STATED EXERCISE.
List every line of the listing below that contains the word "sunglasses", copying each line in full.

RECORDS FOR THE TASK.
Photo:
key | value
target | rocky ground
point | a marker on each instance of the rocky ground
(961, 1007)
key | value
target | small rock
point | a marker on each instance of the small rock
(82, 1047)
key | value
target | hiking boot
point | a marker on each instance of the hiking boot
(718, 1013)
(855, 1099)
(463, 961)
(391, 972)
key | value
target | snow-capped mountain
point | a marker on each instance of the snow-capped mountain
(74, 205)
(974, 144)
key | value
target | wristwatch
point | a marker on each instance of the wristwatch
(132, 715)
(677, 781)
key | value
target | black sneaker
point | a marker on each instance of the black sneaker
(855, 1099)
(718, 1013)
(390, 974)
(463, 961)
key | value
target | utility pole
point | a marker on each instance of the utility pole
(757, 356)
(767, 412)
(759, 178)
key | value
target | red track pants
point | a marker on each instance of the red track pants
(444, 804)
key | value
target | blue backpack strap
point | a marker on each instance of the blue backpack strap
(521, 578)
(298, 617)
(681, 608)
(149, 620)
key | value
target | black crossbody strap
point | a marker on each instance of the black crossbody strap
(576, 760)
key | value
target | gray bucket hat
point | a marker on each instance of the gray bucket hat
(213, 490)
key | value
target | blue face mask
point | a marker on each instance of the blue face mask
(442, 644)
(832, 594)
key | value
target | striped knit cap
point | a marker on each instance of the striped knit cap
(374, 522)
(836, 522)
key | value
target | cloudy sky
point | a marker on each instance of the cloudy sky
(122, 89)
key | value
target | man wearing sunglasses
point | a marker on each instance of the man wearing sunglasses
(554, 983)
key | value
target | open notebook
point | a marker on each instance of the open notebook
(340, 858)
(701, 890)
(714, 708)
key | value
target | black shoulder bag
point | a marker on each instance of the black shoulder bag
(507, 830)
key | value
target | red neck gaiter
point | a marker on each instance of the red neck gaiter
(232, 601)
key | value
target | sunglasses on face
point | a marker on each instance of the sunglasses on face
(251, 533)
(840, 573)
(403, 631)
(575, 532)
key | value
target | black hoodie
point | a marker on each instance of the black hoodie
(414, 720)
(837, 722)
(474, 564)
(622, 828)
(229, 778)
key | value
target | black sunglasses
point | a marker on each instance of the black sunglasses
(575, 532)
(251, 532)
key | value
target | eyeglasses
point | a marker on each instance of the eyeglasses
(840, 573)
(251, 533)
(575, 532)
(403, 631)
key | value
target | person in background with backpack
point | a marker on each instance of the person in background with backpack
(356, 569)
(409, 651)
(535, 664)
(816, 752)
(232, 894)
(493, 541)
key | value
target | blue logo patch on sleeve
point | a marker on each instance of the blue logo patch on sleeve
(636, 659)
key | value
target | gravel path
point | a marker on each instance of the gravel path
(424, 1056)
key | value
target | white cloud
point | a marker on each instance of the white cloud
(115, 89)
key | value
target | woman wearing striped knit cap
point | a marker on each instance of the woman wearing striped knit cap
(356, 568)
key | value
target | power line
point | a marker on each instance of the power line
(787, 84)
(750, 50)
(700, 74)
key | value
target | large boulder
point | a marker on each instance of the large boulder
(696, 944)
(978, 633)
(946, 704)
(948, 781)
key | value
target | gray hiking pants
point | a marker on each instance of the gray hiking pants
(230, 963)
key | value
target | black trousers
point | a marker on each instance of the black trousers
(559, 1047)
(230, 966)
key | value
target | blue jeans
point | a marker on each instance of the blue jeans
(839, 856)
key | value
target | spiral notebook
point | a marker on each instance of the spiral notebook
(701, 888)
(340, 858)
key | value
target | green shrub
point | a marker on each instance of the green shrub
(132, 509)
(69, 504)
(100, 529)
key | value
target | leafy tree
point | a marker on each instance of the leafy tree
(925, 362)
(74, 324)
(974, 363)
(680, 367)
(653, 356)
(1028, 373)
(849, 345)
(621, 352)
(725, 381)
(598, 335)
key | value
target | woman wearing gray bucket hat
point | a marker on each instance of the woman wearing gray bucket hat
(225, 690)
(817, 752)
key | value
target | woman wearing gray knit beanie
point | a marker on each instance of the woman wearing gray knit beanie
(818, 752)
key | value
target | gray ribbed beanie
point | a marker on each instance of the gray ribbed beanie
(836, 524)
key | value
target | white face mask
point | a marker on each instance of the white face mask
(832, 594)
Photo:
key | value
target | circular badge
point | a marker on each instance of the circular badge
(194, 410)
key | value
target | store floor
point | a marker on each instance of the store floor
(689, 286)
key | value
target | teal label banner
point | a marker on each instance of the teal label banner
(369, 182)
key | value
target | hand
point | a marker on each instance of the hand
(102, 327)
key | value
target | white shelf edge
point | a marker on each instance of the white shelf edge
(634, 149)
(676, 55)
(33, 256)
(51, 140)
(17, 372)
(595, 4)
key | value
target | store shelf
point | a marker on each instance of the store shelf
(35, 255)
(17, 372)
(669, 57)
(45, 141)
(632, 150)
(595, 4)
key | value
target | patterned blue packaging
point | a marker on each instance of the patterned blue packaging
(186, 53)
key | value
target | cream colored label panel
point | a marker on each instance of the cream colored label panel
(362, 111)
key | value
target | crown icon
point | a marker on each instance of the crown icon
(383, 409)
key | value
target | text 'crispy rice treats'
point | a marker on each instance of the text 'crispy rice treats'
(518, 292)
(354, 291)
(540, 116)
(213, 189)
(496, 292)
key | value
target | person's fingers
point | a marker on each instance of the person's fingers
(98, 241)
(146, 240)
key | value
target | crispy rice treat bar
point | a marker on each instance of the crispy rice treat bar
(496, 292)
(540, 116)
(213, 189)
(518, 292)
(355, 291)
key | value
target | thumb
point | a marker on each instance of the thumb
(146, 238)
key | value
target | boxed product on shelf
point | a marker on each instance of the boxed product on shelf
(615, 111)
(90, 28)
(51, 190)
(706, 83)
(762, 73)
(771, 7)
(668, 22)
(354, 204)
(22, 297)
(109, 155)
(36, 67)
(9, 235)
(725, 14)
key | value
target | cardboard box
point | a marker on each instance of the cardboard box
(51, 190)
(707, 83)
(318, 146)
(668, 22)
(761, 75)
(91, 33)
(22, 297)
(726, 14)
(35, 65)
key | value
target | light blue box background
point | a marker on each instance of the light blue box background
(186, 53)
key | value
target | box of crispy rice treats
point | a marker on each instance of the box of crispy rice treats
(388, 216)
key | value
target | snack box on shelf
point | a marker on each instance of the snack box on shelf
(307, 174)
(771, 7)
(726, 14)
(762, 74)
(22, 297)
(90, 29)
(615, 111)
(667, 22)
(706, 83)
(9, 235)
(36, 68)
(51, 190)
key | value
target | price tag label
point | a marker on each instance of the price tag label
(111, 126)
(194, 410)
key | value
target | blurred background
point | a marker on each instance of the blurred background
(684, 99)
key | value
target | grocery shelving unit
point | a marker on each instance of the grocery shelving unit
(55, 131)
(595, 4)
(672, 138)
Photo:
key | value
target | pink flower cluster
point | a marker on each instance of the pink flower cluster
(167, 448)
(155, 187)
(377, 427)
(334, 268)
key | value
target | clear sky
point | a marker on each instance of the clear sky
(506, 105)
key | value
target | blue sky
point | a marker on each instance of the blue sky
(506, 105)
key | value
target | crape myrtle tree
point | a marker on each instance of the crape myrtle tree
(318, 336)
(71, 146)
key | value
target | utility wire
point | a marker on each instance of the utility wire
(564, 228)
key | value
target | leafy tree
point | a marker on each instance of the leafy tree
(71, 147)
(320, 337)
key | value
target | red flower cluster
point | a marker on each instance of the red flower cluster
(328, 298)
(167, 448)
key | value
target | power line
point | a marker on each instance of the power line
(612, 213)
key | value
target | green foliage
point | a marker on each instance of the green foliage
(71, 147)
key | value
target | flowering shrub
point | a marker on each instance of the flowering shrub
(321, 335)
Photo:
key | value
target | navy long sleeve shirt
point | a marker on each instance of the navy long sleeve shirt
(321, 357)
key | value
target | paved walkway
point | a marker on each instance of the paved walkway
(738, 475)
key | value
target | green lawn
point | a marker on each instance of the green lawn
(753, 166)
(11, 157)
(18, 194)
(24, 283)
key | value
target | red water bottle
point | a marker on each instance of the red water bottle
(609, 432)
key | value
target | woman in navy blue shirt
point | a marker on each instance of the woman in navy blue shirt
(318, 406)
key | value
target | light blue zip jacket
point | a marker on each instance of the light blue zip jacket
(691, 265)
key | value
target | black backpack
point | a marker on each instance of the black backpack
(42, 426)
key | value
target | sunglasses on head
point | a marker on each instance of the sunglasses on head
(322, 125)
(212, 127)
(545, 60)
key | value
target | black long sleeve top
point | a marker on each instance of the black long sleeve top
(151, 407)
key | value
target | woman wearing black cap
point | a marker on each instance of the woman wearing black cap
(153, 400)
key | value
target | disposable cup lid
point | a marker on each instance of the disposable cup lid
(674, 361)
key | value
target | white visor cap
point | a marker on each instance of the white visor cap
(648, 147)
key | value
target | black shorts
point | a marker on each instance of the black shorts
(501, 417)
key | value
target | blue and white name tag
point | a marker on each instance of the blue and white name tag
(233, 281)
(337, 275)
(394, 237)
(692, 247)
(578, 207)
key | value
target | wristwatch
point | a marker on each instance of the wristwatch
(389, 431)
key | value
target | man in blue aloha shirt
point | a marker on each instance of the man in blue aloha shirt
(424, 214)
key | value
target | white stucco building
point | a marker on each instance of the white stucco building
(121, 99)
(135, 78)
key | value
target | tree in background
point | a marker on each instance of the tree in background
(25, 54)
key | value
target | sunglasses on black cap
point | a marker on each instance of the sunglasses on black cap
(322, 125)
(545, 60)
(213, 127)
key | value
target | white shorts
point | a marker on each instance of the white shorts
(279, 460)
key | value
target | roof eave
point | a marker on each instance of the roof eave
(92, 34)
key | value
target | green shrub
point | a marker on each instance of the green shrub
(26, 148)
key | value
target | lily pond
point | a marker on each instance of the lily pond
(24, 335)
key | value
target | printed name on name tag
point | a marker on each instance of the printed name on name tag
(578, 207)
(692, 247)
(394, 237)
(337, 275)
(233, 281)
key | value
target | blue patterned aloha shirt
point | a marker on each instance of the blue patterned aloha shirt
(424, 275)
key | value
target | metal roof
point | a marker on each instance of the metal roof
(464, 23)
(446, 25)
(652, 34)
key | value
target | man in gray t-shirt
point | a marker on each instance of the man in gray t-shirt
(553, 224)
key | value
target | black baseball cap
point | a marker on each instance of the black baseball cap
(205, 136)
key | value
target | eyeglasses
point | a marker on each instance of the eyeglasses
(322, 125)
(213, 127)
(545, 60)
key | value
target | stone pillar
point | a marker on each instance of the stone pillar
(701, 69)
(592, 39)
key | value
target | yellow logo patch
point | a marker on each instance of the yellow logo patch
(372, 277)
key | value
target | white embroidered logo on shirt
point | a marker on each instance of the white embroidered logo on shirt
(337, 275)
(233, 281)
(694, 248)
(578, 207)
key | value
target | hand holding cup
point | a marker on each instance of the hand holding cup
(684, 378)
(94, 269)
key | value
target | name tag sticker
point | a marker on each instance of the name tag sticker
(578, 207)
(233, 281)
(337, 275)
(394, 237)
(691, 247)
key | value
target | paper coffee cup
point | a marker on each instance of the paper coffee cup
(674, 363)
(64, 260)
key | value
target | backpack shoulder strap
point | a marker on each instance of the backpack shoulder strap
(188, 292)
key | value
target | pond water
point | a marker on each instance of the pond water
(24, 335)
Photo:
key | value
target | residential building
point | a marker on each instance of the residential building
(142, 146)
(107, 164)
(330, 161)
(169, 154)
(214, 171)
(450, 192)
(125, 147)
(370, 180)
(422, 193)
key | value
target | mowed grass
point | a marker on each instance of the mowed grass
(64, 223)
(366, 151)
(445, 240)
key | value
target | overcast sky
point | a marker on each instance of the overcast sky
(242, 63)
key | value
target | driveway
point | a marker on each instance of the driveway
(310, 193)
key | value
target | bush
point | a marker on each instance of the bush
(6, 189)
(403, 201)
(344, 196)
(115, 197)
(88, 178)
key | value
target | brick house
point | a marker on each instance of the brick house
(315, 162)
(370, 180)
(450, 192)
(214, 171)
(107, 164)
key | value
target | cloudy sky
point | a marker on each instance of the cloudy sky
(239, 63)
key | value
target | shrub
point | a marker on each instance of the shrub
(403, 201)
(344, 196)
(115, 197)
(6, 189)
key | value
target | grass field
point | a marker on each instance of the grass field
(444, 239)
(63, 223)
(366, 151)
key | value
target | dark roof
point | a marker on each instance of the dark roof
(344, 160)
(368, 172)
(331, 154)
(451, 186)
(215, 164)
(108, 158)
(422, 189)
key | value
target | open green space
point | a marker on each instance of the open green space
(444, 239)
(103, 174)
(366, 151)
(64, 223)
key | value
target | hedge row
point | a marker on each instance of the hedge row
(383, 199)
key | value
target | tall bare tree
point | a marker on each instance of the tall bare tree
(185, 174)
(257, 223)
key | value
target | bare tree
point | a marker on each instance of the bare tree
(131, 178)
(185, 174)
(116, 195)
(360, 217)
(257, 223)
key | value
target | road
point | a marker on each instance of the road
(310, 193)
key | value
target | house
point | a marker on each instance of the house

SOLVED PROBLEM.
target | man wearing sunglasses
point | a marker on each instance of the man wearing sunglasses
target | sunglasses on face
point | a marker on each instance of the sunglasses on face
target | black sunglasses
point | a marker on each instance of the black sunglasses
target | sunglasses on head
point | a marker on each instance of the sunglasses on head
target | sunglasses on black cap
point | a marker on each instance of the sunglasses on black cap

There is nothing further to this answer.